▶ Exercise description: Of all the lines in these entries, count those that contain "stream" and give only the total.

▶ Working data:
####

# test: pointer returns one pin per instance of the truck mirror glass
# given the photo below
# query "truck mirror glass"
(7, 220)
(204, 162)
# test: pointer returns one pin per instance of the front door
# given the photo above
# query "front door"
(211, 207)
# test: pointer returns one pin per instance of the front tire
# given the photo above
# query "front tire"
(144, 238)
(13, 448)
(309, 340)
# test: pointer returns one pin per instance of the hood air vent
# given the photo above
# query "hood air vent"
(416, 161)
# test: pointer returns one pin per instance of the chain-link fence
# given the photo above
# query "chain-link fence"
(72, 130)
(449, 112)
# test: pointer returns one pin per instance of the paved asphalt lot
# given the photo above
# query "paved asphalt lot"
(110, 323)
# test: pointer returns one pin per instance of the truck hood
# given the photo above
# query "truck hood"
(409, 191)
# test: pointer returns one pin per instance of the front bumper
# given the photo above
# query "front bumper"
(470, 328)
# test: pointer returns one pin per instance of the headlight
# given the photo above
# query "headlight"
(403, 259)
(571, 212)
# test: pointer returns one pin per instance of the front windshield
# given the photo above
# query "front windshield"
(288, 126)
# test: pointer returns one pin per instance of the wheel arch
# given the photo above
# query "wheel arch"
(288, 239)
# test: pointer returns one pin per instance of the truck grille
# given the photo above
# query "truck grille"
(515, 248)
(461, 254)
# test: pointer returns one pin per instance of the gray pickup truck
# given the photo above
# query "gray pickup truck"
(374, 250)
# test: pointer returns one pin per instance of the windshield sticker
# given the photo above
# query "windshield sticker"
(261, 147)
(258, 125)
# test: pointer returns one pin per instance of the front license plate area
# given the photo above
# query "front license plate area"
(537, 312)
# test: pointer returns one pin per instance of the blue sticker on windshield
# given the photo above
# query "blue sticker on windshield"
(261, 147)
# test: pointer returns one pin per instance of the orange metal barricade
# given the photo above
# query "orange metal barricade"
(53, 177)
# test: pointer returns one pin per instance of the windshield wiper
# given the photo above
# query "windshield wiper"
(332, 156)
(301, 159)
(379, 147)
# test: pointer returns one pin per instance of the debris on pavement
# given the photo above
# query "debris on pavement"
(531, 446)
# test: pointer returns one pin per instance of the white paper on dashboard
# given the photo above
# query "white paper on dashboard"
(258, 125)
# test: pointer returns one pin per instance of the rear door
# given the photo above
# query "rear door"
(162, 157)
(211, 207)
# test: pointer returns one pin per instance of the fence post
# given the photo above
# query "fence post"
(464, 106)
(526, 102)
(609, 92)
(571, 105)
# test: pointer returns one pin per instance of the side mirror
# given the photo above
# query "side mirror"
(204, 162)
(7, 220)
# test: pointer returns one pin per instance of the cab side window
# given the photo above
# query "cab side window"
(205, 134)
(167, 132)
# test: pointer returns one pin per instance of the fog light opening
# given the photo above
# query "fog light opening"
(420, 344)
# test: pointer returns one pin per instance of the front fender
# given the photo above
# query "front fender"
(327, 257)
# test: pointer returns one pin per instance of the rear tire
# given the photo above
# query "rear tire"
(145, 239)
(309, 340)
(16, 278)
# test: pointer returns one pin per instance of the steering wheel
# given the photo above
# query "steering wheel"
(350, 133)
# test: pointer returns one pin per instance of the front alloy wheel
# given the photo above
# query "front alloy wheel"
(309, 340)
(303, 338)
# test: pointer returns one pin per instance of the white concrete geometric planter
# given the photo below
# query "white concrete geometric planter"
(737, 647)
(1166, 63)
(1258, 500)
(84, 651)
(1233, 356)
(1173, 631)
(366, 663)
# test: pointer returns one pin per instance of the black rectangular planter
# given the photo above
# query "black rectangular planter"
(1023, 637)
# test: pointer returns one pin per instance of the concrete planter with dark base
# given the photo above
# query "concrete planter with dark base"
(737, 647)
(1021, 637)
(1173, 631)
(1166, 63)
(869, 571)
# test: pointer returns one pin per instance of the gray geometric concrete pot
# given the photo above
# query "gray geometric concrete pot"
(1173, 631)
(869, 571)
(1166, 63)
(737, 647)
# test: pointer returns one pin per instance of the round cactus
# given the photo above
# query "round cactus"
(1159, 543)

####

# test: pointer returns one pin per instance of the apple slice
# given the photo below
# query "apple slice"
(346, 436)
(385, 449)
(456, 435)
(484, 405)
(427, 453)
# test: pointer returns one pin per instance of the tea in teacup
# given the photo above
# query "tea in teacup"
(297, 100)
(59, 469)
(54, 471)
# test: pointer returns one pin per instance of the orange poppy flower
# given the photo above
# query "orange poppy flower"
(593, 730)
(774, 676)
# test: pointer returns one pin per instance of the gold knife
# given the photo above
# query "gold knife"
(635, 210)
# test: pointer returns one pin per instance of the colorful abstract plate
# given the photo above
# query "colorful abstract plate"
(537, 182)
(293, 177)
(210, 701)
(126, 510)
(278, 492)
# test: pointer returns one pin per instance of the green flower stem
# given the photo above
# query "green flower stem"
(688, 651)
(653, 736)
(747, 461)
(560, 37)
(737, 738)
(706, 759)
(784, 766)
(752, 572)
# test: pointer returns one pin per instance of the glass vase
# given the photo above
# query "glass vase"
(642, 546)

####

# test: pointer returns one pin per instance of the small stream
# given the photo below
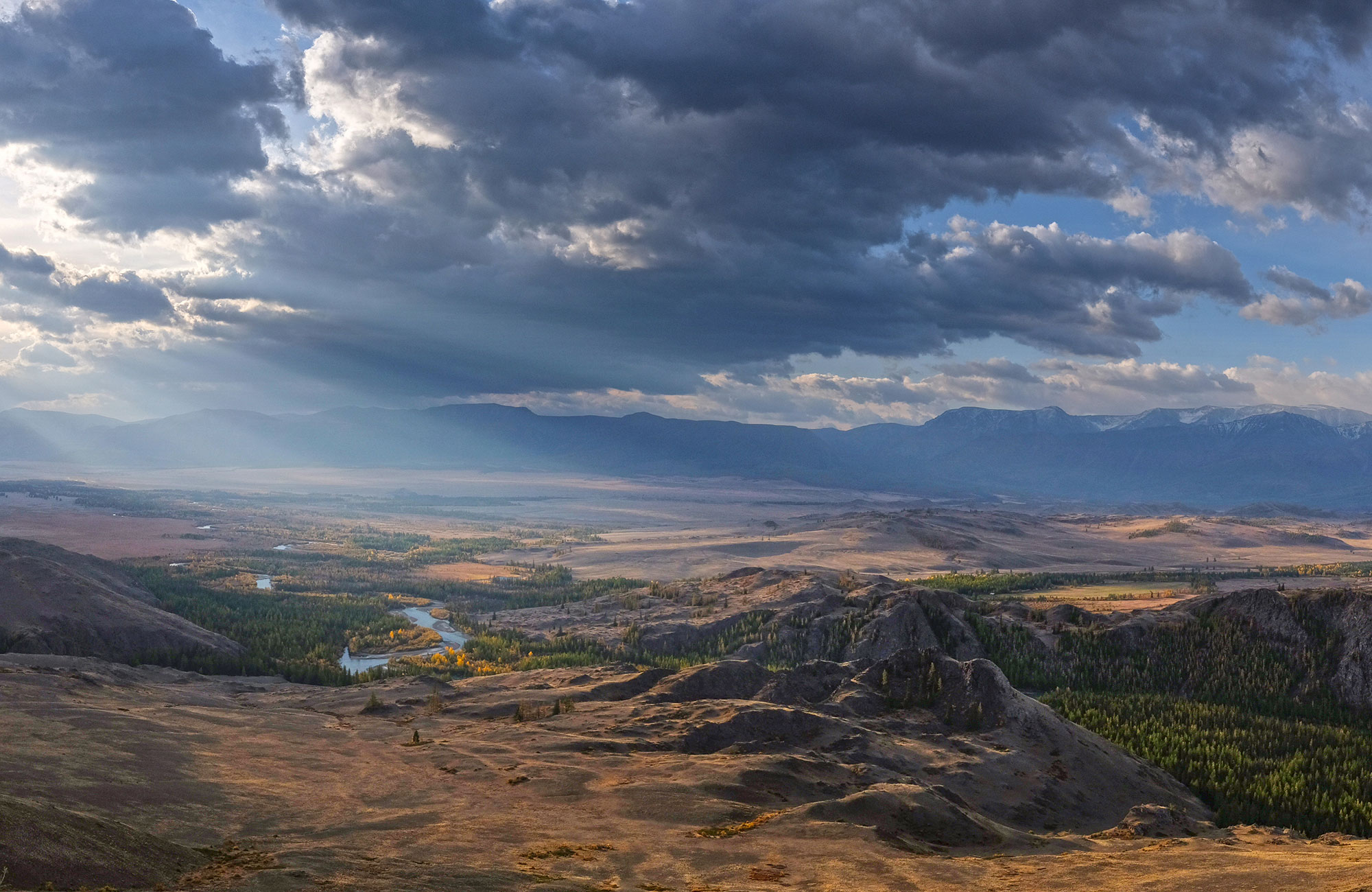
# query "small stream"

####

▶ Solution to this task: 2